Trascrivi il brano dell'articolo sulla Bce a partire da "A Francoforte si" fino a "la stessa Lagarde.", mettendo "battuta" al posto di "barzelletta".

Sezione di testo:
•••••

La Bce fa il falco: tassi su dello 0,75%

Lagarde: "Decisione unanime, ma visioni diverse. L'inflazione? Commessi errori"

La Bce fa il falco: tassi su dello 0,75%

Si è predicata a lungo la gradualità, ma evidentemente alla Bce hanno cambiato idea. Tant'è che ieri, come previsto dalle indiscrezioni, l'istituto guidato da Christine Lagarde ha varato un rialzo dei tassi d'interesse dello 0,75%, il più alto da quando esiste la moneta unica. E non è finita, perché nelle «prossime riunioni il consiglio» della Bce si aspetta «ulteriori rialzi dei tassi» che saranno guidati nell'entità dai prossimi dati sui prezzi. Un aumento che ci sarà in almeno due riunioni (compresa quella di ieri) e «in meno di cinque». Adesso il tasso principale è all'1,25%, quello sui depositi a 0,75% e quello sui prestiti marginali all'1,5 per cento. Insomma, una vittoria dei falchi, agevolata da un'inflazione che nel frattempo è continuata a peggiorare. La Bce ha rivisto al rialzo le stime sul carovita che ora si attende all'8,1% in 2022, 5,5% nel 2023 e 2,3% in 2024. La recessione, stavolta, appare davvero vicina: tant'è che l'istituto centrale ha stimato, nello scenario peggiore, una crescita negativa nel 2023 nell'ipotesi di uno scenario avverso. E una modesta crescita dello 0,9%, invece, nello scenario base (per quest'anno attesa una crescita del 3,1%).

A Francoforte si pensa che sia in atto un forte rallentamento dell'economia, che porterà a un «certo aumento della disoccupazione». Viene in mente la barzelletta di Mario Draghi sul cuore mai usato dei banchieri centrali quando si parla di aiuti da contenere per evitare spirali inflazionistiche. «Le misure di bilancio per attutire l'impatto dell'aumento dei prezzi dell'energia dovrebbero essere temporanee e rivolte alle famiglie e alle imprese più vulnerabili per limitare il rischio di alimentare pressioni inflazionistiche, migliorare l'efficienza della spesa pubblica e preservare la sostenibilità del debito», ha infatti detto ieri la stessa Lagarde.

La Bce, ha proseguito, ha adottato una «decisione unanime» nonostante «visioni diverse», ma la sensazione è che si tratti di un artificio retorico per celare come nella pancia dell'istituto centrale, al di là della forma, sia in atto un confronto anche duro tra i membri, con le colombe evidentemente all'angolo. E con buona pace di Paesi indebitati come l'Italia, che vede lievitare il rendimento del suo Btp decennale a ridosso della soglia del 4% (significa che il Paese in futuro pagherà molto di più per finanziarsi). Questo nonostante il Tpi (o scudo antispread) sia «disponibile per contrastare dinamiche di mercato ingiustificate e disordinate». L'istituto, inoltre, ha ricordato che continuerà a reinvestire i titoli in scadenza dei programmi Paa e Pepp.

•••••

Dati di puntamento su regioni:
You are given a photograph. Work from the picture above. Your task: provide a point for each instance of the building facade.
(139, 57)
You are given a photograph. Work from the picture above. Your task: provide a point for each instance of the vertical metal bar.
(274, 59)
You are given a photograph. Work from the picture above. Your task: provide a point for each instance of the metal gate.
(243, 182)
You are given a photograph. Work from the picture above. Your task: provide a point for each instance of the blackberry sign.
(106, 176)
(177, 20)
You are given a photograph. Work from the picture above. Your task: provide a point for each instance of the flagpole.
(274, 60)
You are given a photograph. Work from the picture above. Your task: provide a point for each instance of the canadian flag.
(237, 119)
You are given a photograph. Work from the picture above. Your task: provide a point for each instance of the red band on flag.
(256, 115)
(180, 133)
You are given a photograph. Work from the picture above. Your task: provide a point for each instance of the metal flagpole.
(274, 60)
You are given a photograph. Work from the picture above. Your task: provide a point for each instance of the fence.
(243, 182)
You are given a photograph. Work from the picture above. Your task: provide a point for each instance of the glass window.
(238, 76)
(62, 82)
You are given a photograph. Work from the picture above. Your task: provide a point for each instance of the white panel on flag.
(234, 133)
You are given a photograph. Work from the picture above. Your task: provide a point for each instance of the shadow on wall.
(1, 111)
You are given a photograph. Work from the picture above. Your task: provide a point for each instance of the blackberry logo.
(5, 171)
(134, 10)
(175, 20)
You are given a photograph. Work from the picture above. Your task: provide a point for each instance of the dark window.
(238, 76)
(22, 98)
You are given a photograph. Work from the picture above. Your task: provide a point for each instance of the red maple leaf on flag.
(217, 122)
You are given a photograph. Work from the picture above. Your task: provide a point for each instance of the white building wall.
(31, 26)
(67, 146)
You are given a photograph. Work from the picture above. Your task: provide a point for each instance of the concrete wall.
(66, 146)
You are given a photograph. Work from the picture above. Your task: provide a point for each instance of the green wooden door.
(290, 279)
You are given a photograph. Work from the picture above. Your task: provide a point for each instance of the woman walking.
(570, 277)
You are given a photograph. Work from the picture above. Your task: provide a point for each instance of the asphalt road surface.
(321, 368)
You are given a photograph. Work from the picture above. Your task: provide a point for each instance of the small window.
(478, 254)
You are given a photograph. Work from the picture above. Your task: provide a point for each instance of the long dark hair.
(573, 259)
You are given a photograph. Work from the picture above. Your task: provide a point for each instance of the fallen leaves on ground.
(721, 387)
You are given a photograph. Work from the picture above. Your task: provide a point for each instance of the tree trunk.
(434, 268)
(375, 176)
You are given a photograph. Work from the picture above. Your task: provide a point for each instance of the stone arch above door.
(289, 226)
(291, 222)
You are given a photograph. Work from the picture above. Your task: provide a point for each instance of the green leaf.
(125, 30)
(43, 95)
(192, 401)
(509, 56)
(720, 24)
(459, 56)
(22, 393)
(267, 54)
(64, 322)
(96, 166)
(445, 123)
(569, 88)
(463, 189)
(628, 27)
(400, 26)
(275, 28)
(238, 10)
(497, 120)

•••••

Soluzione:
A Francoforte si pensa che sia in atto un forte rallentamento dell'economia, che porterà a un «certo aumento della disoccupazione». Viene in mente la battuta di Mario Draghi sul cuore mai usato dei banchieri centrali quando si parla di aiuti da contenere per evitare spirali inflazionistiche. «Le misure di bilancio per attutire l'impatto dell'aumento dei prezzi dell'energia dovrebbero essere temporanee e rivolte alle famiglie e alle imprese più vulnerabili per limitare il rischio di alimentare pressioni inflazionistiche, migliorare l'efficienza della spesa pubblica e preservare la sostenibilità del debito», ha infatti detto ieri la stessa Lagarde.